= Consigne 1 =
Indiquez si chacune des affirmations suivantes concorde avec l’extrait sur l’aide militaire à l’Ukraine, en répondant par oui ou par non et en citant mot pour mot le passage décisif de l’extrait : (a) le site inspecté par le général Mark Milley est géré par 22 pays coordonnés par les États-Unis ; (b) les journalistes présents ont photographié les lance-missiles Javelin ; (c) les chariots élévateurs étaient manœuvrés par des militaires en uniforme.

= Extrait retenu =
L’élargissement de l’Otan en Europe de l’Est a été l’un des fers de lance de la justification de l’invasion de l’Ukraine par Vladimir Poutine. Bien présente, mais discrète, l’alliance transatlantique organise l’expédition des tonnes d’assistance militaire pro mise à l’armée ukrainienne. Ce ballet s’organise le long des États européens bordant la frontière ukrainienne, ligne rouge à ne pas franchir par Moscou. Sur l’une des pistes de décollage limitrophe de l’Ukraine en guerre, le chef d’état-major américain, le général Mark Milley, a inspecté vendredi ce site dont la localisation est gardée secrète pour des raisons de sécurité, et qui est géré par 22 pays, coordonnés par les États-Unis.

Les quelques journalistes accompagnant le plus haut gradé américain, qui n’ont pas pu prendre de photos, ont vu une centaine de lance-missiles antichars Javelin en cours de chargement à destination de la frontière. Les palettes de missiles simplement recouverts de cellophane étaient déplacées par des chariots élévateurs, manœuvrés par des hommes en civil. Sur la piste d’atterrissage, la soute d’un avion de transport américain C-17 de l’US Air Force venait de se refermer, sa livraison effectuée. Un deuxième C-17 était en train d’atterrir.

= Enregistrements fournis =

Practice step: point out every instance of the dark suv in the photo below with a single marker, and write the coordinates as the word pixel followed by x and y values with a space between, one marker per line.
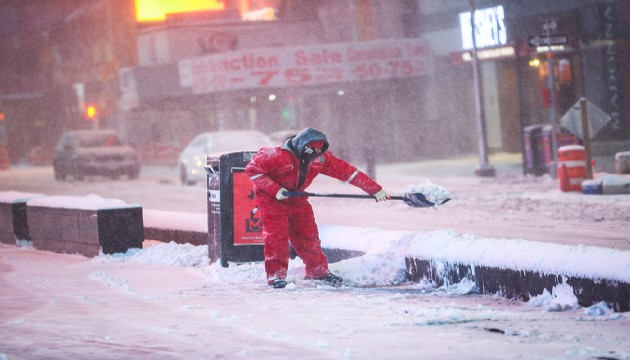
pixel 83 153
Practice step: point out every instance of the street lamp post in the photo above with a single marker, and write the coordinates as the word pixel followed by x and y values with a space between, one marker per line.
pixel 550 26
pixel 484 169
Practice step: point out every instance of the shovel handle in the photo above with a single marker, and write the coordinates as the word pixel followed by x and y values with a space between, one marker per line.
pixel 349 196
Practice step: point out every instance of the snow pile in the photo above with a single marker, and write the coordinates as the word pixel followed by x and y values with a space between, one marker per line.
pixel 89 202
pixel 432 192
pixel 170 254
pixel 561 298
pixel 16 196
pixel 175 220
pixel 448 246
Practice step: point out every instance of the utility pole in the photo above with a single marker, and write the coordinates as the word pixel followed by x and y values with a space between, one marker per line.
pixel 484 169
pixel 550 26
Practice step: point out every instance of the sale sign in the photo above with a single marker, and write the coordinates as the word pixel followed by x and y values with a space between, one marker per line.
pixel 247 219
pixel 304 65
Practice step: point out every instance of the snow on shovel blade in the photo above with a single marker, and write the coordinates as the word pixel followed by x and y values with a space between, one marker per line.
pixel 419 200
pixel 413 199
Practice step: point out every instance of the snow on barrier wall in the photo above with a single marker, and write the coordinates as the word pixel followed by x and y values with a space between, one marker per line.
pixel 84 225
pixel 521 284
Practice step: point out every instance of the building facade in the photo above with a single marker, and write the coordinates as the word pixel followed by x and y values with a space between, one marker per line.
pixel 387 80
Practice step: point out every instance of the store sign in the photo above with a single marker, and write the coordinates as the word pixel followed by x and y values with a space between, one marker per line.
pixel 304 65
pixel 489 28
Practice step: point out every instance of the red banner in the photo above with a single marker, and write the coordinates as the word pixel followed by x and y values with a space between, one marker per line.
pixel 304 65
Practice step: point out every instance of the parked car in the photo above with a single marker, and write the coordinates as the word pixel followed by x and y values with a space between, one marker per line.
pixel 194 156
pixel 82 153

= Consigne 2 =
Recopiez à l’identique les lignes des enregistrements, de la ligne contenant « Practice step: point out every instance of the sale » jusqu’à la ligne contenant « pixel 521 284 », ces deux lignes incluses.

= Résultat attendu 1 =
(a) Oui : « qui est géré par 22 pays, coordonnés par les États-Unis ».
(b) Non : « qui n’ont pas pu prendre de photos ».
(c) Non : « manœuvrés par des hommes en civil ».

= Résultat attendu 2 =
Practice step: point out every instance of the sale sign in the photo above with a single marker, and write the coordinates as the word pixel followed by x and y values with a space between, one marker per line.
pixel 247 219
pixel 304 65
Practice step: point out every instance of the snow on shovel blade in the photo above with a single marker, and write the coordinates as the word pixel followed by x and y values with a space between, one marker per line.
pixel 419 200
pixel 413 199
Practice step: point out every instance of the snow on barrier wall in the photo above with a single marker, and write the coordinates as the word pixel followed by x and y values with a space between, one marker per line.
pixel 84 225
pixel 521 284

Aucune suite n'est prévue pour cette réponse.